- Source text
- - - - - - -
Predictive metabolites for diagnosis of CAP-associated pathogens

Elastic net models including multiple metabolites were fit to discriminate S. pneumoniae, atypical bacterial, and viral pathogens from the remaining two groups (e.g., S. pneumoniae versus atypical bacterial and viral pathogens). Elastic net models separating patients with atypical bacterial pathogens from patients with S. pneumoniae and viral infections resulted in a mean AUC of 0.81, a sensitivity of 0.61, a specificity of 0.86, and a BER of 0.26. Prediction of S. pneumoniae or viral infection etiologies showed lower predictive capabilities with AUC’s of 0.74 and 0.63, high sensitivities of 0.83 and 0.89, but low specificities of 0.5 and 0.23, and BER’s of 0.33 and 0.44, respectively (Table 3).

We included the covariates age and sex, and all covariates in the elastic net models to account for potential confounding effects. The addition of these covariates showed no improved performance of the elastic net models for differentiation of atypical pathogens or S. pneumoniae from the other groups. For the differentiation of viral pathogens from the other two pathogen groups, a slight performance improvement was seen upon the addition of the covariates age and sex resulting in an AUC of 0.63, a sensitivity of 0.89, a specificity of 0.23, and a BER of 0.44 (Table 3).

The ROC curves for the separation of atypical pathogens from S. pneumoniae and viral pathogens show that elastic net models perform better than the logistic regression models for single metabolites. However, the logistic regression model including the three significant metabolites and the covariates age and sex shows similar performance as the elastic net regression which included 100 metabolites on average (Fig 3).
- - - - - - -
[Dataset entries]

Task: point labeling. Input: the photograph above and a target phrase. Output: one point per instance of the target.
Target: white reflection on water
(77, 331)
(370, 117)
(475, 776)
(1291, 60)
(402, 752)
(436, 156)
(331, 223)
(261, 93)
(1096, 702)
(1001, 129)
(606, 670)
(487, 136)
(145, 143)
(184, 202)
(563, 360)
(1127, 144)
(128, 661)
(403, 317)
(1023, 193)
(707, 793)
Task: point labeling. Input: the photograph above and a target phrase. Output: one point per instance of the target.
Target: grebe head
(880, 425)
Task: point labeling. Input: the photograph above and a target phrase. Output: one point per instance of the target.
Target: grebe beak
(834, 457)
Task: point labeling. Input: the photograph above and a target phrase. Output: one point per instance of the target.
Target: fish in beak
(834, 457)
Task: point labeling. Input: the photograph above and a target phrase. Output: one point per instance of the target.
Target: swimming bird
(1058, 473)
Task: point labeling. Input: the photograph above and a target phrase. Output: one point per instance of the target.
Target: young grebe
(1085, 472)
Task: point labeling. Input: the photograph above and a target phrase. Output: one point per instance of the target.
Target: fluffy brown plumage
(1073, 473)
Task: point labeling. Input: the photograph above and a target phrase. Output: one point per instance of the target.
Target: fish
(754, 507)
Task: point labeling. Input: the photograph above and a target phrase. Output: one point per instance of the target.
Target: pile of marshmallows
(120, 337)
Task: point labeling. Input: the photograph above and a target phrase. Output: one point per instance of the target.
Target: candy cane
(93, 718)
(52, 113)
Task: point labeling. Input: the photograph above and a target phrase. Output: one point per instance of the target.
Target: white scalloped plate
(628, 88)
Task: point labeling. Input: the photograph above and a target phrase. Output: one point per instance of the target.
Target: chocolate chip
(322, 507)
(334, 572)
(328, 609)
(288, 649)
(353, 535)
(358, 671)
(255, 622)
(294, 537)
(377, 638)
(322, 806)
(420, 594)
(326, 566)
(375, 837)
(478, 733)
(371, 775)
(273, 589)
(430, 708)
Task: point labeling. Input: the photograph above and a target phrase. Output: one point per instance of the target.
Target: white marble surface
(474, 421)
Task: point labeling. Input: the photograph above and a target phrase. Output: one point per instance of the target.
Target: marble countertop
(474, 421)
- - - - - - -
- Exercise directions
Please retype the full passage on predictive metabolites for CAP-associated pathogens, word for word. The material above is not needed.

- Answer to this task
Predictive metabolites for diagnosis of CAP-associated pathogens

Elastic net models including multiple metabolites were fit to discriminate S. pneumoniae, atypical bacterial, and viral pathogens from the remaining two groups (e.g., S. pneumoniae versus atypical bacterial and viral pathogens). Elastic net models separating patients with atypical bacterial pathogens from patients with S. pneumoniae and viral infections resulted in a mean AUC of 0.81, a sensitivity of 0.61, a specificity of 0.86, and a BER of 0.26. Prediction of S. pneumoniae or viral infection etiologies showed lower predictive capabilities with AUC’s of 0.74 and 0.63, high sensitivities of 0.83 and 0.89, but low specificities of 0.5 and 0.23, and BER’s of 0.33 and 0.44, respectively (Table 3).

We included the covariates age and sex, and all covariates in the elastic net models to account for potential confounding effects. The addition of these covariates showed no improved performance of the elastic net models for differentiation of atypical pathogens or S. pneumoniae from the other groups. For the differentiation of viral pathogens from the other two pathogen groups, a slight performance improvement was seen upon the addition of the covariates age and sex resulting in an AUC of 0.63, a sensitivity of 0.89, a specificity of 0.23, and a BER of 0.44 (Table 3).

The ROC curves for the separation of atypical pathogens from S. pneumoniae and viral pathogens show that elastic net models perform better than the logistic regression models for single metabolites. However, the logistic regression model including the three significant metabolites and the covariates age and sex shows similar performance as the elastic net regression which included 100 metabolites on average (Fig 3).